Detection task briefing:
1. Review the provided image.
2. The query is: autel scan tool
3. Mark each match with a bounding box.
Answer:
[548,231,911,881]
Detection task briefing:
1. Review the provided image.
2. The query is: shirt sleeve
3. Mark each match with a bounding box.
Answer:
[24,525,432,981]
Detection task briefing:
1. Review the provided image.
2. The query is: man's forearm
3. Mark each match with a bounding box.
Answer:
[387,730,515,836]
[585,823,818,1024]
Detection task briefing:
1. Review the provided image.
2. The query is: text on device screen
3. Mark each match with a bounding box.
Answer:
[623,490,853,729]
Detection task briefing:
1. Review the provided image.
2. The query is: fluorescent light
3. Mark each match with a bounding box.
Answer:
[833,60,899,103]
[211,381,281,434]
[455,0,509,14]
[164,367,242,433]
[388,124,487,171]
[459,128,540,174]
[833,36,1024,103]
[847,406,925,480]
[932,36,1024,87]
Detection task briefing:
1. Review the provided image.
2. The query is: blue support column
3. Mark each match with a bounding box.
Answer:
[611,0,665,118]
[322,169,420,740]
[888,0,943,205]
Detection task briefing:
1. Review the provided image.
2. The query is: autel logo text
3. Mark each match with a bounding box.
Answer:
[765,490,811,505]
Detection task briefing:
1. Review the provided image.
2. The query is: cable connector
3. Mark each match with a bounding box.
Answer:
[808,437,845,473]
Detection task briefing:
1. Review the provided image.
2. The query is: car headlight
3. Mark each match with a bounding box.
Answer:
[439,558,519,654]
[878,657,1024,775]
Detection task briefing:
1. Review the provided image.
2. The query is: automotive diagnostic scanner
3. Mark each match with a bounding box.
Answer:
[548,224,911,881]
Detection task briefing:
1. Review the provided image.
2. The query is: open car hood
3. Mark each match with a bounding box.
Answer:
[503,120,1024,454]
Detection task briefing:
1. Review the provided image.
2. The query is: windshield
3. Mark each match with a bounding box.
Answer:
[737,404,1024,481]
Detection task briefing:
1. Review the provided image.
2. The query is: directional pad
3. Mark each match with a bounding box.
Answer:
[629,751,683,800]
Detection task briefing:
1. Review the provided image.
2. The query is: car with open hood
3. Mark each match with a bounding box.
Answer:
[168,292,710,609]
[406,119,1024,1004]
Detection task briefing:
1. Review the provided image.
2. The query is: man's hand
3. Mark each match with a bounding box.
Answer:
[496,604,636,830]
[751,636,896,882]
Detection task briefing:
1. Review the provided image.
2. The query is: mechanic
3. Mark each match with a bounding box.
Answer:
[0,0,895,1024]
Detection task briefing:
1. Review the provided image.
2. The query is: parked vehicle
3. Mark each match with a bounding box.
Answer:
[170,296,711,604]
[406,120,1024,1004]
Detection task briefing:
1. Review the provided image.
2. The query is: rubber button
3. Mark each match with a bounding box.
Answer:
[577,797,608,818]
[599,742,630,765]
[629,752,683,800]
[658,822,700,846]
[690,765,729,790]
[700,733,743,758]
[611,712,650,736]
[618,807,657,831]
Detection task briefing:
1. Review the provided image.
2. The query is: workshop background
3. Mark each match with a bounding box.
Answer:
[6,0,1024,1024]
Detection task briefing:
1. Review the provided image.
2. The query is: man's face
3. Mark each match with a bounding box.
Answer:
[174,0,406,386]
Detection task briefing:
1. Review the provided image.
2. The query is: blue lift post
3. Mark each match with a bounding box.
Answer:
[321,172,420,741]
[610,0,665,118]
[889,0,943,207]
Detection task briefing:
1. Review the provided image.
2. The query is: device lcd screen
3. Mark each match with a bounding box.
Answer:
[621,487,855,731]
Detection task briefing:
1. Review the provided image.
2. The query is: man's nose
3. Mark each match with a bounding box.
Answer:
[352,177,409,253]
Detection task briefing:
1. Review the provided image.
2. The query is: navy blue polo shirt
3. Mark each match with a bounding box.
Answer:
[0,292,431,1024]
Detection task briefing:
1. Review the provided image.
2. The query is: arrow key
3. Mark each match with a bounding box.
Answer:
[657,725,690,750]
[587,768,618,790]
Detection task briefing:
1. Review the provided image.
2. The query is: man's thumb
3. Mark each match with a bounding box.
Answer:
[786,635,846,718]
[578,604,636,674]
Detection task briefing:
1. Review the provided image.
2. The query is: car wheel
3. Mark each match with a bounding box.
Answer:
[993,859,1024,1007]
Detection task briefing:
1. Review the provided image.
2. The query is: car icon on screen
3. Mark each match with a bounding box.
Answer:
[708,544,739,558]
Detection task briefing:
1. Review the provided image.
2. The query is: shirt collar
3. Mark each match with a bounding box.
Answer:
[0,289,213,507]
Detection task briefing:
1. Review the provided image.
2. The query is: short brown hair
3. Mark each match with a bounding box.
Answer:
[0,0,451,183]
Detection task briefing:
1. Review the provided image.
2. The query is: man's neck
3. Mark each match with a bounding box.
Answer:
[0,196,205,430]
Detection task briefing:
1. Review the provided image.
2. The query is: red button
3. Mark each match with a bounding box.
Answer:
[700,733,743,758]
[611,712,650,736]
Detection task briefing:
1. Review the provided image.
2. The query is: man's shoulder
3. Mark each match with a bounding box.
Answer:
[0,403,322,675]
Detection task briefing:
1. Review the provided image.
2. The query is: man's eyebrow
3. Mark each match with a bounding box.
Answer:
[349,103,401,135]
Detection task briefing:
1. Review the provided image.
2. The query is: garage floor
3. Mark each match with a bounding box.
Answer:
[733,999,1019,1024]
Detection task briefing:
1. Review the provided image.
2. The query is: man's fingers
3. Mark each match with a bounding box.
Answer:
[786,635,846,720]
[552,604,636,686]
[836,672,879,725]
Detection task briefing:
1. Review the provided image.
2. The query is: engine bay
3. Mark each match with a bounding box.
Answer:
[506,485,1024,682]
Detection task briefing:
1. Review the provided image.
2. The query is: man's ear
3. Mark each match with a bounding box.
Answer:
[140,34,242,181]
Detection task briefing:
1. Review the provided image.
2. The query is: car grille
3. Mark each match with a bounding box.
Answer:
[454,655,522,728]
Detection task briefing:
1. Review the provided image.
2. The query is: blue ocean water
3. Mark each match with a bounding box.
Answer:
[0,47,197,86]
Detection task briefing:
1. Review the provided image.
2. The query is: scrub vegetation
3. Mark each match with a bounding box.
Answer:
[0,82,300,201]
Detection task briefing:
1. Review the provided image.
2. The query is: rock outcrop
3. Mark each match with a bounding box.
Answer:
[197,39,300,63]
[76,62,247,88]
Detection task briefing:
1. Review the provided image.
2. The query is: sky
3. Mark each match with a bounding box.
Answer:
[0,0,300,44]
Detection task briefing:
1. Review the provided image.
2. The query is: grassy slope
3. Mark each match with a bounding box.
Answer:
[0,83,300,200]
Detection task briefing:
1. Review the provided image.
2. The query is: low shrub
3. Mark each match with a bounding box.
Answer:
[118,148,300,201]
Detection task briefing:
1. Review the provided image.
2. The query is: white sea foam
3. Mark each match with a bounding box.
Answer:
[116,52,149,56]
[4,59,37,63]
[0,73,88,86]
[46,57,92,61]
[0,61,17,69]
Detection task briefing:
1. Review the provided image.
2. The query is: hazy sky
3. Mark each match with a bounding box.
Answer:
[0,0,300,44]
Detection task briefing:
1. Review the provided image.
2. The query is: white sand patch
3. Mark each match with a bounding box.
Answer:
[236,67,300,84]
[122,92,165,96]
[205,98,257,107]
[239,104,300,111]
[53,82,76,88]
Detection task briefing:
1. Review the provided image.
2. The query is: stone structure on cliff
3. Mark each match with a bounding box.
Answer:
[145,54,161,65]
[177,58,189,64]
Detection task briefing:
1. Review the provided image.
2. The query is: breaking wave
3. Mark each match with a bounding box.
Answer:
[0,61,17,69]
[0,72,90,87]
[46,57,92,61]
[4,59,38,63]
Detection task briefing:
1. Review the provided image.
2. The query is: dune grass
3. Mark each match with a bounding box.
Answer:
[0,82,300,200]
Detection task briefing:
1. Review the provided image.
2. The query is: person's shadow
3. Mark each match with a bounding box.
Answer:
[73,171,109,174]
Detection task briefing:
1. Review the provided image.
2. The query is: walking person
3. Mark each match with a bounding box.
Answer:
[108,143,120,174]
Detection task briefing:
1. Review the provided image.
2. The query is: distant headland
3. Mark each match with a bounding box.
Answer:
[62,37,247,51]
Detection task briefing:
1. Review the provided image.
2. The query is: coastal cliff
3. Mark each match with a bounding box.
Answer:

(WHAT TO WORK ON) Can you copy the stretch of lines above, from the very first one through the line containing "[932,36,1024,87]", both ends included, character for character and with nothing else?

(WRITTEN RESPONSE)
Detection task briefing:
1. Review the provided image.
2. The query is: autel scan tool
3. Mark each match with a bounding box.
Answer:
[548,231,911,881]
Detection task briefing:
1. Review the provided image.
2. The query is: shirt sleeve
3. Mark each match with a bounding box.
Answer:
[24,525,432,981]
Detection task briefing:
1. Review the provided image.
2. The query is: man's forearm
3. Mark each match with a bounding box.
Answer:
[387,730,515,836]
[585,823,818,1024]
Detection task briefing:
1. Review the provided image.
2. The query is: text on device screen
3. Mark each match with a bounding box.
Answer:
[623,490,853,729]
Detection task briefing:
1. Review the provided image.
2. The query is: fluorescent light
3. Mark each match with a bounding box.
Answer:
[833,60,899,103]
[211,381,281,434]
[455,0,509,14]
[164,367,242,433]
[388,124,487,171]
[459,128,540,174]
[833,36,1024,103]
[847,406,925,480]
[932,36,1024,87]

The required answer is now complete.